- _TEXTO DE LECTURA_:
- - - - - - -

Vamos a dormir.

"Murió sin dolor": eso es lo primero que ha dicho Blanca Marsillach, hija del actor Adolfo Marsillach, fallecido ayer, a los 73 años de edad. Entre los ditirambos propios de los obituarios destaca esta frase, aunque se trata de una frase muy oída. Es estupendo que los enfermos no sufran en sus postrimerías, que se les faciliten todos los paliativos posibles para superar sin dolor físico el dolor psíquico de la separación. Eso sí (y no digo, ni por asomo, que sea el caso de Marsillach), sin que los fármacos te  conviertan en una especie de dormidera inconsciente incapaz de pensar y decidir, al menos mientras no resulte estrictamente necesario.

Además, una cosa es el miedo a la separación de los seres queridos y del mundo que has vivido, y otra cosa la desesperación por el pánico a disgregarse y desaparecer. En otras palabras, que una cosa es el miedo a morir y otra el miedo a la muerte, que es el miedo a la nada.

Mueren nuestros enfermos entre familiares que mienten, amigos que mienten, médicos que mienten y enfermeras que mienten. A los pies del moribundo se escuchan todo tipo de palabras, conceptos y consuelos; todos menos uno: la muerte. Eso es tabú. Naturalmente, el enfermo lo sospecha, pero se trata de evitar que sea consciente de que se va a morir, o de que existe el riesgo cierto de que muera. De esta forma, se le priva de una información vital en el momento más vital.

- - - - - - -

(Datos de señalamiento de regiones)
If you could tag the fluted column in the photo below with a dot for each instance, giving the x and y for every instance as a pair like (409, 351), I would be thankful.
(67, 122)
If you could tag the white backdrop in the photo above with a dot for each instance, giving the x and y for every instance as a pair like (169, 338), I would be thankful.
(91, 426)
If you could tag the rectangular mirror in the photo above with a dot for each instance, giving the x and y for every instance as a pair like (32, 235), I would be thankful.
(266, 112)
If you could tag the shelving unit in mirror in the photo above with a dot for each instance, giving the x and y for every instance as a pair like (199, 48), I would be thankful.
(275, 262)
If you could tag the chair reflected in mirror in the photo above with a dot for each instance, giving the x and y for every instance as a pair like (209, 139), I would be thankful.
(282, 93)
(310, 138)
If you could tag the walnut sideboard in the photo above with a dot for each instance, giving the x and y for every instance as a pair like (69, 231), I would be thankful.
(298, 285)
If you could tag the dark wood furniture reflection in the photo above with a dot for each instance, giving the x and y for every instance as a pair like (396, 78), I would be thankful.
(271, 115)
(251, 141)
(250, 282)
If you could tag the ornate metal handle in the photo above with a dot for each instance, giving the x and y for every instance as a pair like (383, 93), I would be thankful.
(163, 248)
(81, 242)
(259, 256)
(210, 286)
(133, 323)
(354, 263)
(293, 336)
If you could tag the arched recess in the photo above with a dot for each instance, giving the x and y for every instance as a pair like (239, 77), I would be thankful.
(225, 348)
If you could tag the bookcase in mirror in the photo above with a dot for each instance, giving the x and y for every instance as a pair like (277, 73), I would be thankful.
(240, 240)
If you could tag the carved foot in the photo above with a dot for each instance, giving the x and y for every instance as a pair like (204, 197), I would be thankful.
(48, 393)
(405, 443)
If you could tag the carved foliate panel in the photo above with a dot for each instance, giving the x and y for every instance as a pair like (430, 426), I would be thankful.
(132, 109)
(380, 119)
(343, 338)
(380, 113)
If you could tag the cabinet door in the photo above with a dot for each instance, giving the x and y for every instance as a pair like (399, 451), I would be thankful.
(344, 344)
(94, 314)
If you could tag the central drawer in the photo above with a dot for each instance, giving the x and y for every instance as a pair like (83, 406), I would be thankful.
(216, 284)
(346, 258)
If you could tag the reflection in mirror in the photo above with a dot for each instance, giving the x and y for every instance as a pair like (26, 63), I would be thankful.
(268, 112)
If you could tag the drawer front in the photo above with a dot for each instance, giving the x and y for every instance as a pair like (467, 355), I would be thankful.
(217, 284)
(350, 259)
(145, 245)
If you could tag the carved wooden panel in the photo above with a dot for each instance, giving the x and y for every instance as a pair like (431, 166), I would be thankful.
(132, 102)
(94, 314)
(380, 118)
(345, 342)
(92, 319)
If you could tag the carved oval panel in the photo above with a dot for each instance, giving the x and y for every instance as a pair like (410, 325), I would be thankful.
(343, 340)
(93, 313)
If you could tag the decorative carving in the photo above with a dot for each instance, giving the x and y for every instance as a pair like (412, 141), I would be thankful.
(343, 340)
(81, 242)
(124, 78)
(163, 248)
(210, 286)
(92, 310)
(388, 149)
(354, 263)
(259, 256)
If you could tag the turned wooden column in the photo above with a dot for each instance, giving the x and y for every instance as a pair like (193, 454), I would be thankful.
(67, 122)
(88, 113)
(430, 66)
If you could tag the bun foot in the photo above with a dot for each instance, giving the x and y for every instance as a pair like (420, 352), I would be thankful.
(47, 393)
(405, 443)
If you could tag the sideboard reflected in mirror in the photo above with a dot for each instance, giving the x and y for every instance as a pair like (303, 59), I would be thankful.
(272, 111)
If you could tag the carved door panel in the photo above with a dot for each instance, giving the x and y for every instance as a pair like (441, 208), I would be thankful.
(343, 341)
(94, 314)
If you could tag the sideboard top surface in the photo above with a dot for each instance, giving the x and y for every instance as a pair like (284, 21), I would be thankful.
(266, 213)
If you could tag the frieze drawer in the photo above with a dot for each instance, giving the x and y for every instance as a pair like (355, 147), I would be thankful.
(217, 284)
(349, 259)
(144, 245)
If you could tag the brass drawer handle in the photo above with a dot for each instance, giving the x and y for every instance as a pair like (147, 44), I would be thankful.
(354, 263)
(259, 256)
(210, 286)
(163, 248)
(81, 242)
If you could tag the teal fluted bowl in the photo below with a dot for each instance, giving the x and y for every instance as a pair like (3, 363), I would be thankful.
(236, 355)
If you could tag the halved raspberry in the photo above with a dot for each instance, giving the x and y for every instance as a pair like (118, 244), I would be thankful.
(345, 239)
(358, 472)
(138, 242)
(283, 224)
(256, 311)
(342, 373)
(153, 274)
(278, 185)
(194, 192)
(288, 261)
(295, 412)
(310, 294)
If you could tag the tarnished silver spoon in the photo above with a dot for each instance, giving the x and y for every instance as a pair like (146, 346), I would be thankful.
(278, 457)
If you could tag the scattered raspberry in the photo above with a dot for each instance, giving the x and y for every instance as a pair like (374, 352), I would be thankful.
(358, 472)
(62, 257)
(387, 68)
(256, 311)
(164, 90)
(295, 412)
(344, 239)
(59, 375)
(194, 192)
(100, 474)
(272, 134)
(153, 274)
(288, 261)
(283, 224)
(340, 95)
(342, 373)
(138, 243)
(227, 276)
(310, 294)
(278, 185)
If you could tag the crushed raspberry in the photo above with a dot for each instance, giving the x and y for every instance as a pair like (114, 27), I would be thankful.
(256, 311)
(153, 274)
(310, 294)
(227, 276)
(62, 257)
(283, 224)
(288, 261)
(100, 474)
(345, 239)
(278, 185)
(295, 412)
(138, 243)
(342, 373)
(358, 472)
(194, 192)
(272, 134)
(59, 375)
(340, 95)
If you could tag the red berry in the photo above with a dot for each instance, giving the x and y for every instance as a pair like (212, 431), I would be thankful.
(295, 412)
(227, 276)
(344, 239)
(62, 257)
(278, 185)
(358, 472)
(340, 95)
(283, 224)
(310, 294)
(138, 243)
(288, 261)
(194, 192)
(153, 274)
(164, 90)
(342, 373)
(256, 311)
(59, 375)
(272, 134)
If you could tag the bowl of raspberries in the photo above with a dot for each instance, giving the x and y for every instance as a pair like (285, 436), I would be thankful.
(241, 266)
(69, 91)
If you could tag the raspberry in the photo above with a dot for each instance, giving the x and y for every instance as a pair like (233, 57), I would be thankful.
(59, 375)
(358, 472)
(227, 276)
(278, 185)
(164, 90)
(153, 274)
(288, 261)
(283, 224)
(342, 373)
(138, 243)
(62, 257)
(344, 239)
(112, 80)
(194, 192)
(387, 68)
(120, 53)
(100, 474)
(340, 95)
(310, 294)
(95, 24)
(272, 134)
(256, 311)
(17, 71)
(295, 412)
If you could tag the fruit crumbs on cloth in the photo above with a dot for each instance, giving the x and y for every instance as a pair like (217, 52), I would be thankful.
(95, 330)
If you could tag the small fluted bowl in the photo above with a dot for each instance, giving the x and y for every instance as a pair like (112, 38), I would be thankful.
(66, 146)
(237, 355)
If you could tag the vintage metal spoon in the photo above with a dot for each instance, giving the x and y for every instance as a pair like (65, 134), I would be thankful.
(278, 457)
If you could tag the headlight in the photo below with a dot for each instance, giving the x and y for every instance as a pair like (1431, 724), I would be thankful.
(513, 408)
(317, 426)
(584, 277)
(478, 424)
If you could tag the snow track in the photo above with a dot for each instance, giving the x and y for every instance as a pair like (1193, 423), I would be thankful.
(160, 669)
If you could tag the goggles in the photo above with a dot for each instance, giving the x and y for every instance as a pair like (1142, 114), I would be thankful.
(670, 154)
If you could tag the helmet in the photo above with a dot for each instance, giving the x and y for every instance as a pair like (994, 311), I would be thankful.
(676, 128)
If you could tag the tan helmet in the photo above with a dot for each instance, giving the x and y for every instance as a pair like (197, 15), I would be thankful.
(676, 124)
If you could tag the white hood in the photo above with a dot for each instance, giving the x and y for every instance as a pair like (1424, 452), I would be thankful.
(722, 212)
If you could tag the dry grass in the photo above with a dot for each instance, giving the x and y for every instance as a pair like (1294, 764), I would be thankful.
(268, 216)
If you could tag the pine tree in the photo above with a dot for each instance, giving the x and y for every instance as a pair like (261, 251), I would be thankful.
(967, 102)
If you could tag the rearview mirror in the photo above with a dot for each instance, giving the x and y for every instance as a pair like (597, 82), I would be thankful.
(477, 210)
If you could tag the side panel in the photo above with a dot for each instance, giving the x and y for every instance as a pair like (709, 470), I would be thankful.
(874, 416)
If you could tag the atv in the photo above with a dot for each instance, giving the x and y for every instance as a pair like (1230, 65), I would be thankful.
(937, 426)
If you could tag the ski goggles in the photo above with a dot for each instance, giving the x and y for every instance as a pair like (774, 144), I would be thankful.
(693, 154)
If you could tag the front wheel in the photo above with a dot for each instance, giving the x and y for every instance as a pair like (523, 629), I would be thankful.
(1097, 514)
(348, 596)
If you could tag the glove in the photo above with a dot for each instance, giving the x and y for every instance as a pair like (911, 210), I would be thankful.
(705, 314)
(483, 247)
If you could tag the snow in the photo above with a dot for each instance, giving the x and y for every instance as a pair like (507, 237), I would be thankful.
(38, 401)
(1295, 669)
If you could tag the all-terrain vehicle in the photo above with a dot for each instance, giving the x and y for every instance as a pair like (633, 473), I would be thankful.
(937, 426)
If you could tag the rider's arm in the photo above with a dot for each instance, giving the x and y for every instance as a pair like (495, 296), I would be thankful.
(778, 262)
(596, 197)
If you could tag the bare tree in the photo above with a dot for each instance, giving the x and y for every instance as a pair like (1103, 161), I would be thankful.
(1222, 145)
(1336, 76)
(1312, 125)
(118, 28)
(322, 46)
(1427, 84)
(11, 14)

- - - - - - -

- _TAREAS OBLIGATORIAS_:
(1) Reescribe de forma más breve el párrafo del texto sobre la muerte que comienza con "Además, una cosa es el miedo", sin perder sus ideas principales.
(2) Transcribe, por favor, el fragmento del texto sobre la muerte que abre con las palabras que contienen "Además, una cosa" y cierra con "miedo a la nada.".

- _RESPUESTAS DE LA ACTIVIDAD_:
(1) No es lo mismo temer separarse de los seres queridos y del mundo vivido que desesperarse por el pánico a disgregarse y desaparecer: lo primero es miedo a morir; lo segundo, miedo a la muerte, es decir, a la nada.

(2)
Además, una cosa es el miedo a la separación de los seres queridos y del mundo que has vivido, y otra cosa la desesperación por el pánico a disgregarse y desaparecer. En otras palabras, que una cosa es el miedo a morir y otra el miedo a la muerte, que es el miedo a la nada.